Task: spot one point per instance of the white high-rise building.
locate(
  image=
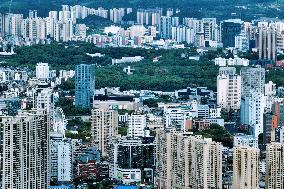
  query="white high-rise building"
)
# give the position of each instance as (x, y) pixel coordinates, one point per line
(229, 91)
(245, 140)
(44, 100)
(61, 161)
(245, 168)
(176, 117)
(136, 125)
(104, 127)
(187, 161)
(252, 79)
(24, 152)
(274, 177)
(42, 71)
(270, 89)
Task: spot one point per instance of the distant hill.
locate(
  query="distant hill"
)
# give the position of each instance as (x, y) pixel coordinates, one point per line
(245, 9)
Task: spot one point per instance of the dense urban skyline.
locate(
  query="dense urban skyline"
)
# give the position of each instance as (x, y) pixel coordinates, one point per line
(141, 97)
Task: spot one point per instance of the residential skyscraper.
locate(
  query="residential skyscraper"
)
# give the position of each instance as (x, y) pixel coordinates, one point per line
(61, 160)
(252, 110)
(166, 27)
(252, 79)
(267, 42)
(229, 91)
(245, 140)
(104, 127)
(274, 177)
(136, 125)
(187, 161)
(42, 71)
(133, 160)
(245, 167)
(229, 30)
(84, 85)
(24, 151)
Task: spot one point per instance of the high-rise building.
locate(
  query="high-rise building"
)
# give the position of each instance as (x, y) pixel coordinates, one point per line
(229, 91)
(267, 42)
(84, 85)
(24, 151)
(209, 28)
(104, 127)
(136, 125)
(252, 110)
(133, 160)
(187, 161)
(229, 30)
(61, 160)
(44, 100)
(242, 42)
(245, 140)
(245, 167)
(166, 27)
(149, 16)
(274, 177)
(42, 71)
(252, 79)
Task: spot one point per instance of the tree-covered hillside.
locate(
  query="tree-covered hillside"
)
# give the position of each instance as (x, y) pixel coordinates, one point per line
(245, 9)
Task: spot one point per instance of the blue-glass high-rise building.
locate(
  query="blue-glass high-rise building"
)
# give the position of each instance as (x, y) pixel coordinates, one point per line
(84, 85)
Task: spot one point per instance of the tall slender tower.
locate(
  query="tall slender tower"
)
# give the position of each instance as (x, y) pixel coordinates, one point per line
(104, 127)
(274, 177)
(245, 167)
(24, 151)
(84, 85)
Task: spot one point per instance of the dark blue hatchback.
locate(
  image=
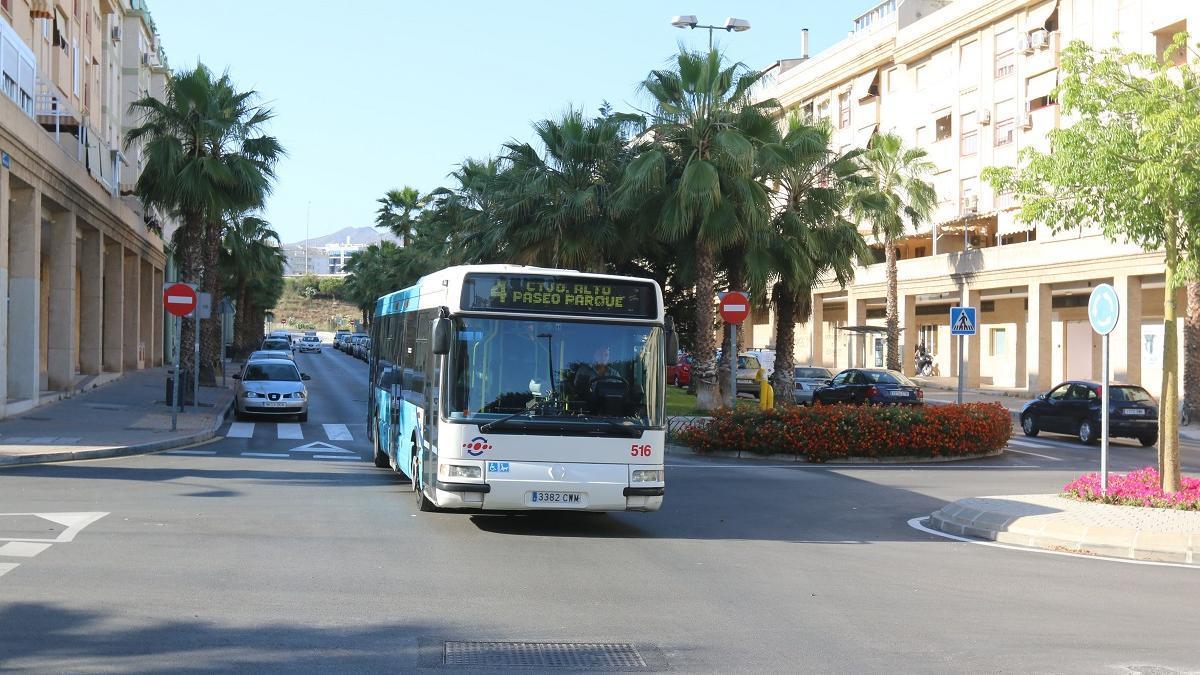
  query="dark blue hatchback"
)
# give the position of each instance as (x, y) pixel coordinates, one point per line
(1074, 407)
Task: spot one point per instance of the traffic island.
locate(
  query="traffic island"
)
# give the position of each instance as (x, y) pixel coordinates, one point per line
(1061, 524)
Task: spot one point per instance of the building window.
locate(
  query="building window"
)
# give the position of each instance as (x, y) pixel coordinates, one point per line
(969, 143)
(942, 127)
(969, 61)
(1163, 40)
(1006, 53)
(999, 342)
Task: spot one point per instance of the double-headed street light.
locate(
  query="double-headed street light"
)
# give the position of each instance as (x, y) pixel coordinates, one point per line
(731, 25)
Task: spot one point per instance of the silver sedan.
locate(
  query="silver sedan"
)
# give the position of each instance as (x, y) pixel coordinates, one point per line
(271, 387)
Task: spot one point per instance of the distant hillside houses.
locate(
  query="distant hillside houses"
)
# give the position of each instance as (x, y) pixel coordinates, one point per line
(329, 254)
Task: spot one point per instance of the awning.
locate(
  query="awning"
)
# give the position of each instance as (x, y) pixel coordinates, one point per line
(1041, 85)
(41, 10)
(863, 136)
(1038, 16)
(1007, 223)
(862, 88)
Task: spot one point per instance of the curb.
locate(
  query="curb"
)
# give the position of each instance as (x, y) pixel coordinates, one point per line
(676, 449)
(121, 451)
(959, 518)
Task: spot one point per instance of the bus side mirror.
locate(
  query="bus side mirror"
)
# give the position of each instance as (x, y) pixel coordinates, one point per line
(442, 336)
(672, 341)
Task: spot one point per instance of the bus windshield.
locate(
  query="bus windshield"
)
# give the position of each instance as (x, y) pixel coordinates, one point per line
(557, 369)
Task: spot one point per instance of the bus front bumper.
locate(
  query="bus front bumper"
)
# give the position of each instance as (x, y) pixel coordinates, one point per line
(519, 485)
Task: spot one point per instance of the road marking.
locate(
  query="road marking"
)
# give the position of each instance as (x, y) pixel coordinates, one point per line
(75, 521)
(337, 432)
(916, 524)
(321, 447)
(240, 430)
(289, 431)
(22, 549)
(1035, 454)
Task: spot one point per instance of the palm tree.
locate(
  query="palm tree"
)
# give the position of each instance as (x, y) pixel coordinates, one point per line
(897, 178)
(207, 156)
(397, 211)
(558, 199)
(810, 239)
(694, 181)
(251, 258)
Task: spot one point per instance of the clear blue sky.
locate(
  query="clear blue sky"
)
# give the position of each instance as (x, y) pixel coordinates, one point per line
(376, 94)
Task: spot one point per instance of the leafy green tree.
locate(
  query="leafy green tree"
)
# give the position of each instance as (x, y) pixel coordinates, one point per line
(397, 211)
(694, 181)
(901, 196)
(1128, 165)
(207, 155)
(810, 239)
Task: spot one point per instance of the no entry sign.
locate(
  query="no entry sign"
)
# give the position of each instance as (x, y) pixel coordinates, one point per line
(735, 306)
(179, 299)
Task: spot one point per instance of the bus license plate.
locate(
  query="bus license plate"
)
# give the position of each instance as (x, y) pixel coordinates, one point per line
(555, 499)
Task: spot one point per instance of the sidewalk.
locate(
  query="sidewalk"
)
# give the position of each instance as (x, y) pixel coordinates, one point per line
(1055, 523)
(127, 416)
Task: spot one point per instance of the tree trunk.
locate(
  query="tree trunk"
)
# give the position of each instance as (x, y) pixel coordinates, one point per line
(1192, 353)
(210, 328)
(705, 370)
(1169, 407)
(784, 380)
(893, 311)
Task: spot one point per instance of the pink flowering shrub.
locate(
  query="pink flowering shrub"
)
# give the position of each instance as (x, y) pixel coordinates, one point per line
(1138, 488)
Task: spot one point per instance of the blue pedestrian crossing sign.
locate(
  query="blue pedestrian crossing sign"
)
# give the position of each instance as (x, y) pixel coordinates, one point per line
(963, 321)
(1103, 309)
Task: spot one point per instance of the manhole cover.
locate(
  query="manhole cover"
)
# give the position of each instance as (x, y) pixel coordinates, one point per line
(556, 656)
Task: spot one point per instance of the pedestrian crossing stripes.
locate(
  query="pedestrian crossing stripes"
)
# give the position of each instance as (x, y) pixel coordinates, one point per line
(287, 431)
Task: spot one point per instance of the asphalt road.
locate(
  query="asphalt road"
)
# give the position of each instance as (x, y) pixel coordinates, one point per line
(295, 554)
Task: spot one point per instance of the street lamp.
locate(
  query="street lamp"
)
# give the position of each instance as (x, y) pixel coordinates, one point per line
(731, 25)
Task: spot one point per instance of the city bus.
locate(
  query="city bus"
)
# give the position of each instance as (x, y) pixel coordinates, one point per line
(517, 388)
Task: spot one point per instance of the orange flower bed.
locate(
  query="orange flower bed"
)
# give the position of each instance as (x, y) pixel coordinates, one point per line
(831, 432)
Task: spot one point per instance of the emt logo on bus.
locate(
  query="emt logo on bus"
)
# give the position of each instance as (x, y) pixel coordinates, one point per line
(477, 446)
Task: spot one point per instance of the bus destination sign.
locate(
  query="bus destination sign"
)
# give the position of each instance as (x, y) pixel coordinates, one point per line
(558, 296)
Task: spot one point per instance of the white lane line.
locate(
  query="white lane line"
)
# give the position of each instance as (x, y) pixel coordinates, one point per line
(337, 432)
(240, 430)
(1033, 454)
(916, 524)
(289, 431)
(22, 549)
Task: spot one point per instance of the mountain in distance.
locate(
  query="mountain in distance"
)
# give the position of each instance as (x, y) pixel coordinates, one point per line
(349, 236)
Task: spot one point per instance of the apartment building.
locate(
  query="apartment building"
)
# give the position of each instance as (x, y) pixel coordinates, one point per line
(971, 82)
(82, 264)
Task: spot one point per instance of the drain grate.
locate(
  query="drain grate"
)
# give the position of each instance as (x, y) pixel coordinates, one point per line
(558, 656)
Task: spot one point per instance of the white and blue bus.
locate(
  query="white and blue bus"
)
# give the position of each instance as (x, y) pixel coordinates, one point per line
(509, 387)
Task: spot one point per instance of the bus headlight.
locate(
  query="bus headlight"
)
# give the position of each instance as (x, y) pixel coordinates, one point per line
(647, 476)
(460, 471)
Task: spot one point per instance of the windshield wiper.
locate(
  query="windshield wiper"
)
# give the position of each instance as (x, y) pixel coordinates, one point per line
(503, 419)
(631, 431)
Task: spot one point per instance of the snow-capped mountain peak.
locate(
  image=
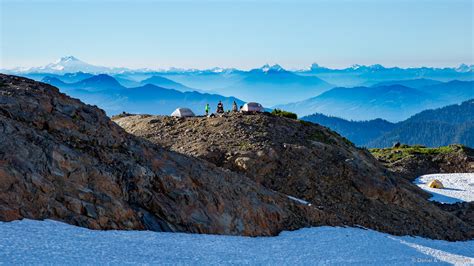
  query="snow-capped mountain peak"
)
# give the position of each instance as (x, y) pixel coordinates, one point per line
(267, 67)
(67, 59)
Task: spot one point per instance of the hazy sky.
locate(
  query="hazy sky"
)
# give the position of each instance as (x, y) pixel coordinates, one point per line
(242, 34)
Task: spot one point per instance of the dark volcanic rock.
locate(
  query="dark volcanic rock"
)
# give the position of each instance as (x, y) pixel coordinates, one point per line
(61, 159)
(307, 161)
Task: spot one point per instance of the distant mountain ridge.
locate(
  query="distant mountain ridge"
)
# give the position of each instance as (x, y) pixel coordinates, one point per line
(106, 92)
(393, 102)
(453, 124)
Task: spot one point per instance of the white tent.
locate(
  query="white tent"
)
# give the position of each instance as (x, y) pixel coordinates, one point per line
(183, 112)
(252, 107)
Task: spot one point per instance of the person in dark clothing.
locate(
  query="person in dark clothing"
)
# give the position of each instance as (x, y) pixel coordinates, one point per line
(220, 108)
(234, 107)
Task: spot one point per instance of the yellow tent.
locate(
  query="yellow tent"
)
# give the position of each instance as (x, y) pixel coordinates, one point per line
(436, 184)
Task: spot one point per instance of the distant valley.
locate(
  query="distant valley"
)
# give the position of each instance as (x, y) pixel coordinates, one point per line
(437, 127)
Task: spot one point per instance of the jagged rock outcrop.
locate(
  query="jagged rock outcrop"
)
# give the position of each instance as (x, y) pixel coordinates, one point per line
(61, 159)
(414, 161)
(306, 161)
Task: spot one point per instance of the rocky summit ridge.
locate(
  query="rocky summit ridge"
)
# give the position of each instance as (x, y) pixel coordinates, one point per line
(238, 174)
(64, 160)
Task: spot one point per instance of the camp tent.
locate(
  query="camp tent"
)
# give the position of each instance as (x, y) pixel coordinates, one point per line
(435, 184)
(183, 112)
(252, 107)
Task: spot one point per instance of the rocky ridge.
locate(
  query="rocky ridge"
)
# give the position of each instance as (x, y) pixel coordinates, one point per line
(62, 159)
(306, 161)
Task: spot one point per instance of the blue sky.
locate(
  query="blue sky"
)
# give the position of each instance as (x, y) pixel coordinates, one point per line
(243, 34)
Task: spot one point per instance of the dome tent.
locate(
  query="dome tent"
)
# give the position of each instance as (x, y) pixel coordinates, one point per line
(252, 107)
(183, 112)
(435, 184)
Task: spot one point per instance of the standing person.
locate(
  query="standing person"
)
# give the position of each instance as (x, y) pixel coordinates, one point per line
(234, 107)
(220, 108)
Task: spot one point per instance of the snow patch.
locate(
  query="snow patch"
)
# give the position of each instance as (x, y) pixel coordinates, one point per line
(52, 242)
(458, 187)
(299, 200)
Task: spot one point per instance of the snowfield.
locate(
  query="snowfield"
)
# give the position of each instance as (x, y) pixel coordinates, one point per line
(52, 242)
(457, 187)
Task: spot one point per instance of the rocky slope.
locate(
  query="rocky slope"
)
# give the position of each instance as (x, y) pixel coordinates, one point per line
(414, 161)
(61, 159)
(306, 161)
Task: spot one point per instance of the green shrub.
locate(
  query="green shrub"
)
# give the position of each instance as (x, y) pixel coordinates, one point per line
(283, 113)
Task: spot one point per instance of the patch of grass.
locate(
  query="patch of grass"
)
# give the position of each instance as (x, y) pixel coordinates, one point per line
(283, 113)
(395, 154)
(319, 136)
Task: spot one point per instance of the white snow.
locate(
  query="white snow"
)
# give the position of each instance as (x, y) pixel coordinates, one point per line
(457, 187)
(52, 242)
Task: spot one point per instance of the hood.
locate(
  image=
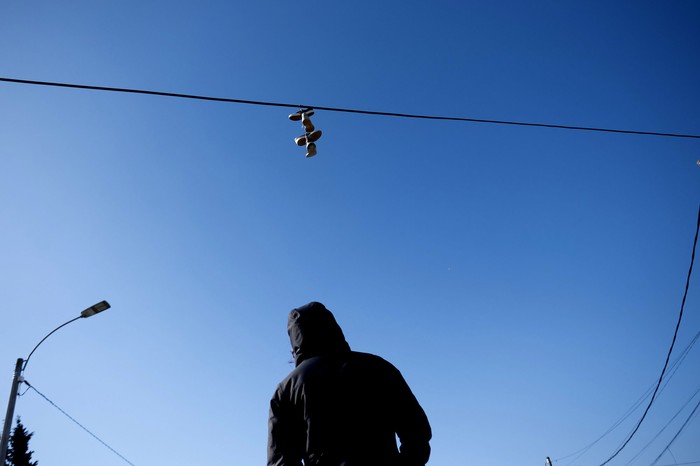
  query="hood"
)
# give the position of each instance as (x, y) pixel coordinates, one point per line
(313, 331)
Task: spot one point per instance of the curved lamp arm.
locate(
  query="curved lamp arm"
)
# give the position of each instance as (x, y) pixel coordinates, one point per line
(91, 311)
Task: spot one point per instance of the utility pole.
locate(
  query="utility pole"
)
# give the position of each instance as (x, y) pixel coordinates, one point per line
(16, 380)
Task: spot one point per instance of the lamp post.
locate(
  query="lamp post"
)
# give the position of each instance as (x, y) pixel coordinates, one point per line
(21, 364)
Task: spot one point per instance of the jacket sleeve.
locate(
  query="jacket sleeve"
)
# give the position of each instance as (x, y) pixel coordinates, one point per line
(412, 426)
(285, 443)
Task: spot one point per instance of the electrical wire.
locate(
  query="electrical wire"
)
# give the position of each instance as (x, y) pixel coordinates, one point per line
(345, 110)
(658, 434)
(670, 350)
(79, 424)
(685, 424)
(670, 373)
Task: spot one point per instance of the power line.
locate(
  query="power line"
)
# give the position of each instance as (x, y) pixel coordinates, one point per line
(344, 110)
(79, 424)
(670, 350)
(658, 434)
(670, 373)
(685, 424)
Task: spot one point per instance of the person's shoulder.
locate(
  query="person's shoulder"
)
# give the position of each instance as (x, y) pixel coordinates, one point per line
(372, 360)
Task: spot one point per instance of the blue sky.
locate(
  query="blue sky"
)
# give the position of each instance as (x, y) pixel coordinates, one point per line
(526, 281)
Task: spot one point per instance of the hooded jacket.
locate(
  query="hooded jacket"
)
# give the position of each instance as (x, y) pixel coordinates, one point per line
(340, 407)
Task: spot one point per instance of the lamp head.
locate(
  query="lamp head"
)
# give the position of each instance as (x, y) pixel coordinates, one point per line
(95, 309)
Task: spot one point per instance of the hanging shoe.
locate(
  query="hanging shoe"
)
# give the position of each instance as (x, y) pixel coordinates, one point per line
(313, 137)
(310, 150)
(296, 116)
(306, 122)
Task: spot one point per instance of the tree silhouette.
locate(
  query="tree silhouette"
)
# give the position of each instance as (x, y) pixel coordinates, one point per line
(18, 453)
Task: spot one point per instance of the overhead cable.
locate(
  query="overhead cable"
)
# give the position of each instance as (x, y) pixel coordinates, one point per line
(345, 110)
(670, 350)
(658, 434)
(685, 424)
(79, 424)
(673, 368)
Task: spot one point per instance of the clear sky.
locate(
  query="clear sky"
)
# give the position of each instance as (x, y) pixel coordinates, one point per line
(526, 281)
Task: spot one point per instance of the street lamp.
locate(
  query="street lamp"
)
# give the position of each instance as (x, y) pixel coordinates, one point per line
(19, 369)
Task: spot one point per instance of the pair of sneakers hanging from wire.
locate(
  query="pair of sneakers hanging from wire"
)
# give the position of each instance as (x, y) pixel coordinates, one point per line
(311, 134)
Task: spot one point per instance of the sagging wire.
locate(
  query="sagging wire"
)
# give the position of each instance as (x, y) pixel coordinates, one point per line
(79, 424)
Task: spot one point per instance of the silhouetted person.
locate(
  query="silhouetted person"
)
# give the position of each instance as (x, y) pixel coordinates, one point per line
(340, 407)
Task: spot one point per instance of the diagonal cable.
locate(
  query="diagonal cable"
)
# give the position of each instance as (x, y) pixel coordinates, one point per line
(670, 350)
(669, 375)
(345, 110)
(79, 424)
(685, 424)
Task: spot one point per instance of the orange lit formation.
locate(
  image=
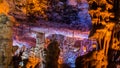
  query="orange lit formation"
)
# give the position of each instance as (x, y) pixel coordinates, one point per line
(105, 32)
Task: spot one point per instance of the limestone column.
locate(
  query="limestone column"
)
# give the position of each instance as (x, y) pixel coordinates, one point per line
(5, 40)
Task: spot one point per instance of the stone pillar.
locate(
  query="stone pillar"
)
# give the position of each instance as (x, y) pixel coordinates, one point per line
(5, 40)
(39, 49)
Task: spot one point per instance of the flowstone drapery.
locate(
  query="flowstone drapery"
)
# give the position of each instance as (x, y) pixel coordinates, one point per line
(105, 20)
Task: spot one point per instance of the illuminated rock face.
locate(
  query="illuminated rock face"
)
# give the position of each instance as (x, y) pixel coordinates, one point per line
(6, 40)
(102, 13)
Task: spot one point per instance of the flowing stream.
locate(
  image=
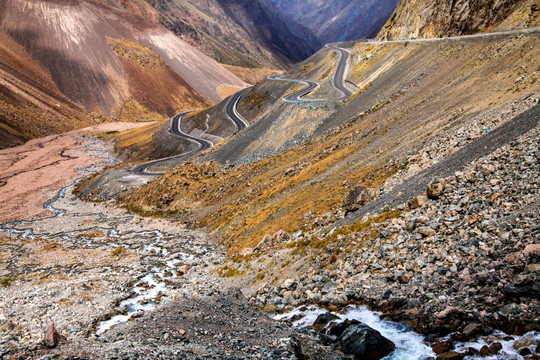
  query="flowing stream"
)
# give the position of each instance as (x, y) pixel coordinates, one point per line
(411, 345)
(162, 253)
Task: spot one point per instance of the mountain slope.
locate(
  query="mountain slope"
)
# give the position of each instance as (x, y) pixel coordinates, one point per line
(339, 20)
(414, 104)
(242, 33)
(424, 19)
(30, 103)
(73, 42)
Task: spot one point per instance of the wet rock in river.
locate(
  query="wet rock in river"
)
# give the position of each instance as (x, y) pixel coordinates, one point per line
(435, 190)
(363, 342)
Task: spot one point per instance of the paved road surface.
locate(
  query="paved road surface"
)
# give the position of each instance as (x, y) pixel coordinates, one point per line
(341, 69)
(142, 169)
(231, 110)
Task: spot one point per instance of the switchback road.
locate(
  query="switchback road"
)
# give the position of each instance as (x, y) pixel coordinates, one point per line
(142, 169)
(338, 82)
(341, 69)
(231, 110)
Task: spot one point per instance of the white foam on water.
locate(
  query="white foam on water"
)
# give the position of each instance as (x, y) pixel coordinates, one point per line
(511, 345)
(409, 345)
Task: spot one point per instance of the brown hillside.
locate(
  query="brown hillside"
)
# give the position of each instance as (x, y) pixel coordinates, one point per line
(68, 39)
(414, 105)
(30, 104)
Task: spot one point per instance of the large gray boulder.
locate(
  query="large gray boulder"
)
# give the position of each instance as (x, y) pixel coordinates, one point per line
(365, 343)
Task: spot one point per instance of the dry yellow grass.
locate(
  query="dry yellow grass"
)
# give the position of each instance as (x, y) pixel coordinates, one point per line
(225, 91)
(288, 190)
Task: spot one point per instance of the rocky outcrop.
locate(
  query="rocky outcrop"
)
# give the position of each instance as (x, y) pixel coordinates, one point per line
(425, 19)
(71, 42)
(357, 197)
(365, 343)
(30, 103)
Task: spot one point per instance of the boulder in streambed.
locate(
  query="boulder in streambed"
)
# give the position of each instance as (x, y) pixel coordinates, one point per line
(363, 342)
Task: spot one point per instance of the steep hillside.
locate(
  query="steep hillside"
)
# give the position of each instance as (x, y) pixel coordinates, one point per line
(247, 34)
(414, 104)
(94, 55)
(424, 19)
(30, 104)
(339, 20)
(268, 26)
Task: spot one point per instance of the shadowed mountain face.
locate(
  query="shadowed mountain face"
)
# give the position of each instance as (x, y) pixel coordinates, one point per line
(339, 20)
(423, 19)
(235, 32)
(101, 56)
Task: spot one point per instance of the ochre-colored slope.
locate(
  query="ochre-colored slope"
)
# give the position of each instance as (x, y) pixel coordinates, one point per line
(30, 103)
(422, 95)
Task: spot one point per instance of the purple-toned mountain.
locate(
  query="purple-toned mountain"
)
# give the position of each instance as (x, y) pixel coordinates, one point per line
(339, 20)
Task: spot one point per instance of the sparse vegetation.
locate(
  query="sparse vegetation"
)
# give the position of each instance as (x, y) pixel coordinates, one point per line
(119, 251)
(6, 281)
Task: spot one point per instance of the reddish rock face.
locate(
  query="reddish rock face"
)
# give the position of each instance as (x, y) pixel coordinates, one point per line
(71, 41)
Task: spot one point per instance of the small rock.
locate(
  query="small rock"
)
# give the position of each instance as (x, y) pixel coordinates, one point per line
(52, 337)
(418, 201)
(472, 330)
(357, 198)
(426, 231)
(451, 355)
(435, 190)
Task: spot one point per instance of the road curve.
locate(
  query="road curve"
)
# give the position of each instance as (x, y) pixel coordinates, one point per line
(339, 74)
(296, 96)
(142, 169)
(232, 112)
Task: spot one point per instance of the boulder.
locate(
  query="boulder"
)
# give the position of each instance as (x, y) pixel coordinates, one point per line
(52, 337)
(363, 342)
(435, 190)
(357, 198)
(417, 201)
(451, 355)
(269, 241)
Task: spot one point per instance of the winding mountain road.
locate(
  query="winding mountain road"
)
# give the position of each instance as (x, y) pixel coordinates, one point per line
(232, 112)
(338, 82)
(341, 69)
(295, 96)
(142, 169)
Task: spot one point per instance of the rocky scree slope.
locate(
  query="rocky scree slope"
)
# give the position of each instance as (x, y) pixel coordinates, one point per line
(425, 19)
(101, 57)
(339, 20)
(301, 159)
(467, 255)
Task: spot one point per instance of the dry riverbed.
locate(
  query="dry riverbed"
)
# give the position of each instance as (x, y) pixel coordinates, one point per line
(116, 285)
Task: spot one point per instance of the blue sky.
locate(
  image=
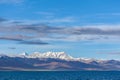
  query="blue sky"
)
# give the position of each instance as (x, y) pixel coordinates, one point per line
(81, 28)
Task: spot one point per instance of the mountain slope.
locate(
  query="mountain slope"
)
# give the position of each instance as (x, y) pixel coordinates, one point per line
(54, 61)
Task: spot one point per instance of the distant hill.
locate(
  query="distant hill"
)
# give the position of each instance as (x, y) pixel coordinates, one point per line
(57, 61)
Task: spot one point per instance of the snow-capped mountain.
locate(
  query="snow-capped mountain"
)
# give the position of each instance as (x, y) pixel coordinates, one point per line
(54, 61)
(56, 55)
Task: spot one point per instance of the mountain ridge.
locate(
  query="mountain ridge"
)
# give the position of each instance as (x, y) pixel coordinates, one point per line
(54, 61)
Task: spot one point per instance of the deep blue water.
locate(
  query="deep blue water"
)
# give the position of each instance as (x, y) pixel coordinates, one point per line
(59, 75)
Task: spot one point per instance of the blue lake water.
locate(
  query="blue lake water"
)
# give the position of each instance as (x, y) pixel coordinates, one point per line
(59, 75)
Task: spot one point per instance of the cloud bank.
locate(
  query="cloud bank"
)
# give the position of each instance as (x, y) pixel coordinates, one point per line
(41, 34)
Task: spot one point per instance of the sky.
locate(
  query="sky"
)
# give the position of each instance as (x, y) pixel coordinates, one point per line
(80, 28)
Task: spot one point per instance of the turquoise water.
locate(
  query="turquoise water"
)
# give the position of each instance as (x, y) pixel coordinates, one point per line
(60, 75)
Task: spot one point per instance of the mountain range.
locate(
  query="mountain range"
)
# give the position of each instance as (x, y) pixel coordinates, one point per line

· · · · · · ·

■ THE PROBLEM ■
Copy each line exactly, from the line containing "Task: spot one point per instance of the snow-capped mountain." down to the last line of the material, and no other lines.

■ ANSWER TO THE PROBLEM ■
Task: spot one point per instance of the snow-capped mountain.
locate(
  query="snow-capped mountain"
)
# give the position of each instance as (x, y) pixel coordinates, one point per line
(54, 61)
(56, 55)
Task: spot one point per instance of the mountain ridge.
locate(
  query="mountain ridge"
)
# give the position of each instance as (x, y) pixel coordinates, one point per line
(54, 61)
Task: spot one point per instance of the deep blue water.
locate(
  query="deep blue water"
)
# give the position of each instance as (x, y) pixel coordinates, one point per line
(59, 75)
Task: spot one point per instance of the blue lake water.
locate(
  query="blue lake water"
)
# give the position of each instance as (x, y) pixel coordinates, one point per line
(59, 75)
Task: spot one point per instance of the cloud bank.
locate(
  query="cloud bank"
)
# give the position of each instance as (x, y) pixel coordinates, one point per line
(41, 34)
Task: spot one point per instance of the sky.
locate(
  query="sky"
)
# give the position of each instance as (x, y) pixel coordinates, one point per line
(80, 28)
Task: spot one point per instance of the turquoise water.
locate(
  query="turquoise water"
)
# give the position of each instance as (x, y) pixel coordinates, one point per line
(60, 75)
Task: spot one point per instance of the mountain range.
locate(
  query="mountain range"
)
# give the position of each instance as (x, y) pixel coordinates, one point per line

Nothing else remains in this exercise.